Exercise inputs: Begin
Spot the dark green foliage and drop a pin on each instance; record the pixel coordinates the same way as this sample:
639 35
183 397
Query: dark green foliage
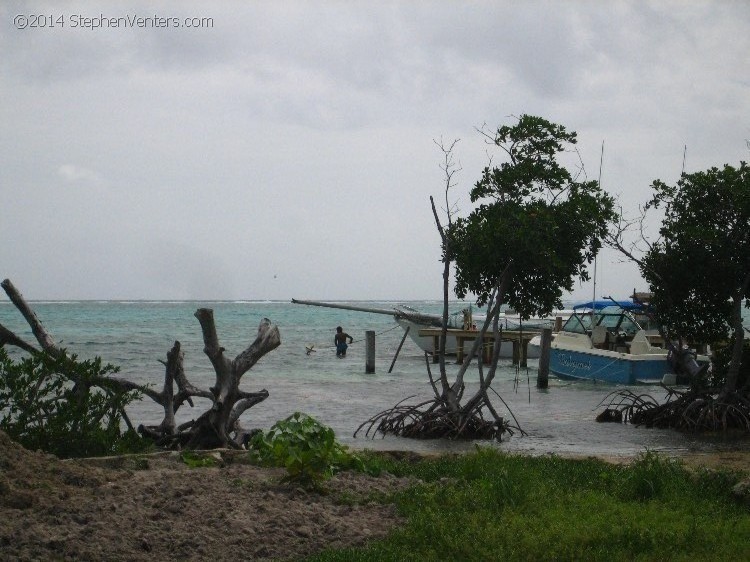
64 406
703 257
305 447
195 459
532 213
492 506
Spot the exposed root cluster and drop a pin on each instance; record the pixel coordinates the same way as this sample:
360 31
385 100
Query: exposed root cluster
691 410
433 420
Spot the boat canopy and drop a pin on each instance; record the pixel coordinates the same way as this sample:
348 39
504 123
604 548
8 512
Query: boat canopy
599 305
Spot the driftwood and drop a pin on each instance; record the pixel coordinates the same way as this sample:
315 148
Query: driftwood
219 426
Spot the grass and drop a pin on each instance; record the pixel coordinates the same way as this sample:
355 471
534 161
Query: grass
491 506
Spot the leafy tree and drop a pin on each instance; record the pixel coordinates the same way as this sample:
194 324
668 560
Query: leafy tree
535 228
535 222
64 406
699 270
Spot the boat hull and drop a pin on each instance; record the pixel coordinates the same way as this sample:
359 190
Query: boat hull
608 366
425 343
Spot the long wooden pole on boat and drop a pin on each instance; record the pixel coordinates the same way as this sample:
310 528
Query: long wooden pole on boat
392 312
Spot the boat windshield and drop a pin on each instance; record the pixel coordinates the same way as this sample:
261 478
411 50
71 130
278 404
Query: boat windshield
614 318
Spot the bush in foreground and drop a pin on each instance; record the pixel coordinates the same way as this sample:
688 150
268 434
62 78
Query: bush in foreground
64 406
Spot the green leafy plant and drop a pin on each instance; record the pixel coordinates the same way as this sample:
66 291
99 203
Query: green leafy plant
64 406
305 447
196 459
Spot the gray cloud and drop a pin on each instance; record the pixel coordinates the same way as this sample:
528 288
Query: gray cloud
287 150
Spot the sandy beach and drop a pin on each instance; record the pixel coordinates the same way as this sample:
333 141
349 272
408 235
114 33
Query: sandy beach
128 508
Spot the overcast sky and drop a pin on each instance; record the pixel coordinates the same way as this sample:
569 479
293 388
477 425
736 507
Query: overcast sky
285 149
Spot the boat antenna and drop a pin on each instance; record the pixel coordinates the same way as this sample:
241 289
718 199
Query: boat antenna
684 153
593 299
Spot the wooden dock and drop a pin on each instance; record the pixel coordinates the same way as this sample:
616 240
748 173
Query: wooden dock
520 341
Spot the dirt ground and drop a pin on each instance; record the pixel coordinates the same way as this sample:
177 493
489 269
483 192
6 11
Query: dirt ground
159 509
155 508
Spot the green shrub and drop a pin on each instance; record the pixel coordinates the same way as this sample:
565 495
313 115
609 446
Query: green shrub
62 406
305 447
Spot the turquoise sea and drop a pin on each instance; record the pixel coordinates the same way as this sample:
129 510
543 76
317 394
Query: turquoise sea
136 335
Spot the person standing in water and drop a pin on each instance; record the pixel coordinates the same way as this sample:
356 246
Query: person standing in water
340 341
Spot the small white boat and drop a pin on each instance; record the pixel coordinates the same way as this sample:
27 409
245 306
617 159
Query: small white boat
508 321
611 342
414 321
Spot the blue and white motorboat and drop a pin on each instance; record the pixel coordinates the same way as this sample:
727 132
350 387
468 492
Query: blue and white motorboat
610 341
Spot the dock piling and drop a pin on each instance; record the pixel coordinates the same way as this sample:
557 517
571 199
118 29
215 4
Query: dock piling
370 351
542 380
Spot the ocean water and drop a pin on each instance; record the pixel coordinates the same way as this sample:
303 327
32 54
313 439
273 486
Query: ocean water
137 335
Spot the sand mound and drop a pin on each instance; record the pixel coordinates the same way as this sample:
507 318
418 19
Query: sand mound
156 507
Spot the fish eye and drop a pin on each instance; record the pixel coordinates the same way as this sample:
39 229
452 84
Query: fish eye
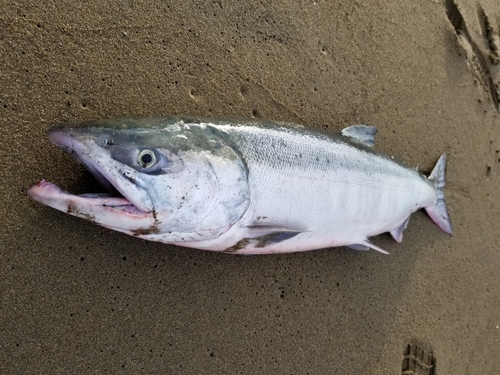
146 159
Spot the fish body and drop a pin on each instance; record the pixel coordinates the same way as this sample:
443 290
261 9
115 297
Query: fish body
243 187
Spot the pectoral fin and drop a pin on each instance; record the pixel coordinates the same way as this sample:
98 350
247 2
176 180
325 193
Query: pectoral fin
397 233
375 247
267 235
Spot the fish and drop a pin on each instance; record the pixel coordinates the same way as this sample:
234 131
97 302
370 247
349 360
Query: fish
243 186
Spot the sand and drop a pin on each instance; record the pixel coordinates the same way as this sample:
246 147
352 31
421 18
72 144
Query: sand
76 298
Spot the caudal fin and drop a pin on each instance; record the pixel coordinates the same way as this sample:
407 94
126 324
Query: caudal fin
438 212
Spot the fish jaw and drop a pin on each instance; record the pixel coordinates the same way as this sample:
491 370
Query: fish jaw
115 213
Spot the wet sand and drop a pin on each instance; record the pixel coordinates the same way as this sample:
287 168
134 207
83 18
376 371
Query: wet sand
76 298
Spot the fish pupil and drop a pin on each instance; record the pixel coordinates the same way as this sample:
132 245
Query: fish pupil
146 159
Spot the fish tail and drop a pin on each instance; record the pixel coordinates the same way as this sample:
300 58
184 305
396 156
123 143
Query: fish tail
438 211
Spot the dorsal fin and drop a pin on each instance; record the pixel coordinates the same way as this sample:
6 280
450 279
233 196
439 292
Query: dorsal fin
363 134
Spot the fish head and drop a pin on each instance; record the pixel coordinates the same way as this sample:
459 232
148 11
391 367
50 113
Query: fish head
168 180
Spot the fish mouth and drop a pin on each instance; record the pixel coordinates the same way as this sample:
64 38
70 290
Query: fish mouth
114 210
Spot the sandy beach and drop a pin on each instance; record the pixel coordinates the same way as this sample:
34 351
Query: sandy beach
76 298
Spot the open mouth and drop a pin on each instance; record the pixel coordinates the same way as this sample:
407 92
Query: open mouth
113 209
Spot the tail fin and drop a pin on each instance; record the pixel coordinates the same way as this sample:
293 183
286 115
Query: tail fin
438 212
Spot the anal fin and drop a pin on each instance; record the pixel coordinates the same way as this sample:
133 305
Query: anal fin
366 245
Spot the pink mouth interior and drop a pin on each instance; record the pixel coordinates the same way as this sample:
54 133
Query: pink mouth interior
52 195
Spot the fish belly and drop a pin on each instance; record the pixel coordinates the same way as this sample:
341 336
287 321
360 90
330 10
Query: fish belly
331 193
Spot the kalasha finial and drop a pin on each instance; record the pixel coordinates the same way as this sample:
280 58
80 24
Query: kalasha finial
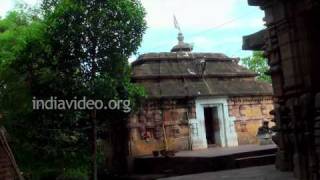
181 46
180 38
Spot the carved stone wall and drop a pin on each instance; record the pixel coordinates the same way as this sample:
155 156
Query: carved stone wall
164 124
292 42
249 113
161 124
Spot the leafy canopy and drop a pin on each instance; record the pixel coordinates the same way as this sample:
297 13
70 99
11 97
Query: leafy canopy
257 63
70 48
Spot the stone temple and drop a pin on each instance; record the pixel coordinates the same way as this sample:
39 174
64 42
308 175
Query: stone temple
195 101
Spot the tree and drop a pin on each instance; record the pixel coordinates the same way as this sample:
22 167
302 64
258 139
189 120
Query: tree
257 63
78 48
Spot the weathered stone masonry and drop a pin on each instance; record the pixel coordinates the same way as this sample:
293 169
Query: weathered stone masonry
291 43
182 86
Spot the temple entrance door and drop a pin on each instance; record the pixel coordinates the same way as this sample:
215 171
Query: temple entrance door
211 119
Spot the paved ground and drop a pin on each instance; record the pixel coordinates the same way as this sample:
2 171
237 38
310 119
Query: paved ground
254 173
218 151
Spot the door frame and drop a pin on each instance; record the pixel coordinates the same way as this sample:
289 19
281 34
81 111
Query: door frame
227 134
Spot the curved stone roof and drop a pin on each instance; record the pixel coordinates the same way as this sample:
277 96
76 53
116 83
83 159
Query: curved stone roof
181 74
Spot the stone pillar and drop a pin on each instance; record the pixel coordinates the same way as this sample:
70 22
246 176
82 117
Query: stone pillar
292 41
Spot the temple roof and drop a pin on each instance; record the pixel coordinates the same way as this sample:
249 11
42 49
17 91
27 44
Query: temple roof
182 73
182 46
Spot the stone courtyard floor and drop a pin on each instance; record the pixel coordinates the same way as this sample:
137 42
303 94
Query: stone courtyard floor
219 151
253 173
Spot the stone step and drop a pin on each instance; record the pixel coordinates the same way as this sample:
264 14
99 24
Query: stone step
255 160
189 165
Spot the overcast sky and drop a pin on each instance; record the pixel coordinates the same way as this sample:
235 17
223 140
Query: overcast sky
211 25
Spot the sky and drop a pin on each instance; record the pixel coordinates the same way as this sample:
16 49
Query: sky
210 25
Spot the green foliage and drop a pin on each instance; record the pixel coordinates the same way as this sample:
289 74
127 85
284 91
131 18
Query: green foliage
73 48
257 63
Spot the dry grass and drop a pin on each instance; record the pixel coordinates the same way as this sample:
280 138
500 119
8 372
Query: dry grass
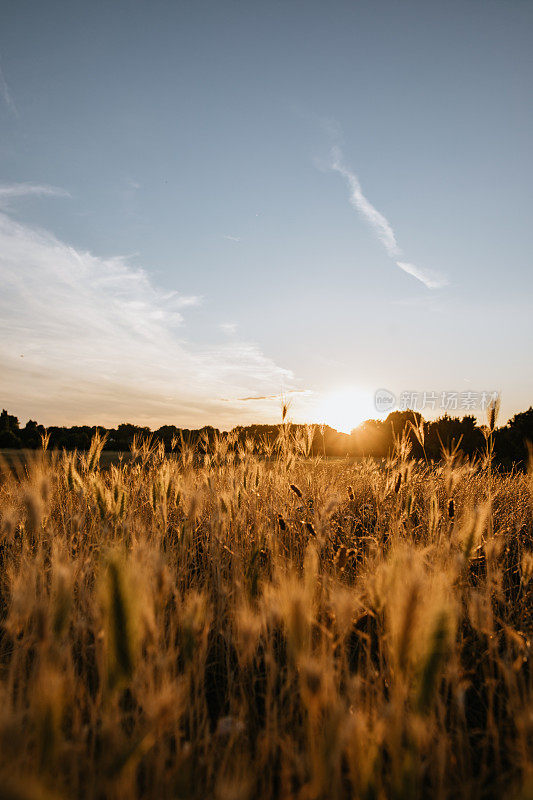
257 628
Exercise inputs: End
To do:
Begin the copy at the line containing "Spot the stone pillar" and end it at the last line of the records; transcribe exactly and exclude pictures.

Task output:
Spot the stone pillar and drop a pin on each instance; record the pixel coordinates the same way as this sample:
70 22
246 176
82 117
Query: stone pillar
292 41
Spot the temple roof and drop a pin on each instance; record the pixel coordinates the same way as this sample:
249 11
42 49
17 91
27 44
Query: temple roof
182 73
182 46
Spot the stone courtyard floor and drop a pin on each instance; record the pixel coordinates the same way as this sample:
137 42
303 94
Query: stone courtyard floor
219 151
253 173
Spot the stone step and drop a pin on each instance; record the pixel coordinates the same way as this sample:
264 14
99 24
Query: stone step
255 160
189 165
Spot the overcast sky and drop a pin on each instance; record the pixel coordinates the same way as this sample:
235 17
223 140
Query: overcast sky
211 25
Spot the sky and drop a pin on each instance; record the pixel coordinates the same way as this sample:
16 49
Query: sky
210 25
Spot the green foliage and drop a pin on each instance; record the pixel coordinates the same way as this sample:
289 74
127 85
284 91
131 18
Query: green foliage
73 48
257 63
Spot the dry grass and drop a pin on each instance; record the pixel coordinates the same way as this sample:
280 138
500 119
8 372
Query: dry grass
257 628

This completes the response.